PASSAGE SHOWN:
Towards typed pipelines

In the beginning, there was the word. The word was a 16 bit variable and it could be used to store any type of information: you could treat it as an integer (signed or unsigned) or as a pointer. There was no typing. Because this was very error-prone, Hungarian notation was invented, which was a system whereby the nameof a variable was enhanced to contain the type that the programmer intended, so that piCount was a pointer to integer named Count.

Nowadays, all languages are typed, either at compile-time (static), at run-time (dynamic), or a mix of the two and Hungarian notation is not used.

There are often big fights on whether static or dynamic typing is best (329 million Google hits for “is static or dynamic typing better”), but typing itself is uncontroversial. In fact, I think most programmers would find the idea of using an untyped programming language absurd.

Yet, there is one domain where untyped programming is still widely used, namely when writing pipelines that combine multiple programmes. In that domain, there is one type, the stream of Bytes. The stream of Bytes is one of the most successful types in programming. In fact everything is a file (which is snappier than everything is a stream of Bytes, even though that is what it means) is often considered one of the defining features of Unix.

Like “B” programmes of old (the untyped programming language that came before “C” introduced all the type safety that is its defining characteristic), most pipelines use Hungarian notation to mark file types. For example, if we have a file called data.fq.gz, we will assume that it is a gzipped FastQ file. There is additionally some limited dynamic typing: if you try to un-gzip a file that is not actually compressed, then gzip is almost certain to detect this and fail with an error message.

However, for any other type of programming, we would never consider this an acceptable level of typing: semi-defined Hungarian notation and occasional dynamic checks is not a combination proposed by any modern programming language. And, thus, the question is: could we have typed pipelines, where the types correspond to file types?

When I think of the pros and cons of this idea, I constantly see that it is simply a rehash of the discussion of types in programming languages.

Advantages of typed pipelines

  1. Better error checking. This is the big argument for types in programming languages: it’s a safety net.
  2. More automated type-transformations. We call this casting in traditional programming languages, to transform one type into another. In pipelines, this could correspond to automatically compressing/decompressing files, for example. Some tools support this already: just pass in a file with the extension .gz and it will be uncompressed on the fly, but not all do and it’s not universal (gzip is widely supported, but not universally so and it is hard to keep track of which tools support bzip2). In regular programming languages, we routinely debate how much casting should be automatic and how much needs to be made explicit.

SHORT EXERCISE A:
Resize the listing by repeating it from its first line through the line containing "208), (695, 103)]", both ends included and requests kept. Multiply each coordinate in the answers by 2.1 and round to the nearest whole number, with halves rounding up.
The listing is unrelated to the typed-pipelines article.

Records of coordinate annotations:
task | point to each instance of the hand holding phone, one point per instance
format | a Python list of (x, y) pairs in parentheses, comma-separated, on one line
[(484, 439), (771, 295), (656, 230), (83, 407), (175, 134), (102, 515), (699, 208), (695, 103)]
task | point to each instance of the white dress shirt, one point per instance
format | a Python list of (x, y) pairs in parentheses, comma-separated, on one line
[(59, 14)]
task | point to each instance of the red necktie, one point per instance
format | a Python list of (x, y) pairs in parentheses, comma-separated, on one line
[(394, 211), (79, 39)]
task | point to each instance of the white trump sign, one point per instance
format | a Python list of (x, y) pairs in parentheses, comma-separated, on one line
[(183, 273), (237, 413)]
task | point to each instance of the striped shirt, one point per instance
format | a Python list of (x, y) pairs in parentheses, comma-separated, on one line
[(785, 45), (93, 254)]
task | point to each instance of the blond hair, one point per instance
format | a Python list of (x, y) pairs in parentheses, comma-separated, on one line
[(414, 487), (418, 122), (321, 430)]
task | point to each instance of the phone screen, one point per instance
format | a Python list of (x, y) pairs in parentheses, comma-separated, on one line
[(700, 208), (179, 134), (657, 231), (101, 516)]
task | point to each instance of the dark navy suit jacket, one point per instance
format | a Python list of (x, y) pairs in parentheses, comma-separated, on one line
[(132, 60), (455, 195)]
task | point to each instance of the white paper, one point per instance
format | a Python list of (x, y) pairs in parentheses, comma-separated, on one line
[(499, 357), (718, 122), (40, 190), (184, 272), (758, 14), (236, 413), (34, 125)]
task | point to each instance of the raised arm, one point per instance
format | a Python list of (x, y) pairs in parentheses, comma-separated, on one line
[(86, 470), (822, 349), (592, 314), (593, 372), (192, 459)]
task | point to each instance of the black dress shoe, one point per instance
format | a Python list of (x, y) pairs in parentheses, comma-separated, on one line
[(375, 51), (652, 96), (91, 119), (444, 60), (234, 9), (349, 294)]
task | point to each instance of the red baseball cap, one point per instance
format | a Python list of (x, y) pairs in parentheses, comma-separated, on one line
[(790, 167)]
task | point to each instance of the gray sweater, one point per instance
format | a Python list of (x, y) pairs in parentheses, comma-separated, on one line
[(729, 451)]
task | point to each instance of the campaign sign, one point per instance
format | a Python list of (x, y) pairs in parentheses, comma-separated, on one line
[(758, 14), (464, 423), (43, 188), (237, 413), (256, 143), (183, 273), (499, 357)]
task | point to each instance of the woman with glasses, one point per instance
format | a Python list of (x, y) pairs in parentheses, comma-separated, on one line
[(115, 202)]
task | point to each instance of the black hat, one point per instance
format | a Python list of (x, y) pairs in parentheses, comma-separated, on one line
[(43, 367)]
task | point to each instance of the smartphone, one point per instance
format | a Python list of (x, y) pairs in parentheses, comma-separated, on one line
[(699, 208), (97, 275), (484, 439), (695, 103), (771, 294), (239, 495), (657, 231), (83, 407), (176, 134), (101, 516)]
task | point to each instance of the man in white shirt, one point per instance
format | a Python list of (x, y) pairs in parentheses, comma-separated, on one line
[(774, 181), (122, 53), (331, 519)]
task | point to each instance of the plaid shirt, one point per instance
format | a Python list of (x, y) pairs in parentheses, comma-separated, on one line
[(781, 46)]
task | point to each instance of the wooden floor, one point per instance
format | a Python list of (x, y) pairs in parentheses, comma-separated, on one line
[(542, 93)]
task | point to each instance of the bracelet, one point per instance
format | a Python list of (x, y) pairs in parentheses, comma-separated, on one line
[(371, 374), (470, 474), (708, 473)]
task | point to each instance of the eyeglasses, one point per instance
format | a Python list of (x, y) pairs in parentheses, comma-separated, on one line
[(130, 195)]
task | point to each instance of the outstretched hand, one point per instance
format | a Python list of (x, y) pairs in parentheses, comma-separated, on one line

SHORT EXERCISE B:
For each statement, decide whether it agrees with the typed-pipelines article. Answer yes or no and quote the article's words that settle it.
(i) The word was a 32 bit variable.
(ii) gzip is universally supported.
(iii) The stream of Bytes is one of the most successful types in programming.

FULL RESPONSE A:
task | point to each instance of the hand holding phone, one point per instance
format | a Python list of (x, y) pairs in parentheses, comma-separated, on one line
[(1016, 922), (1619, 620), (1378, 483), (174, 855), (368, 281), (214, 1082), (1468, 437), (1460, 216)]

FULL RESPONSE B:
(i) No: "The word was a 16 bit variable"
(ii) No: "gzip is widely supported, but not universally so"
(iii) Yes: "The stream of Bytes is one of the most successful types in programming."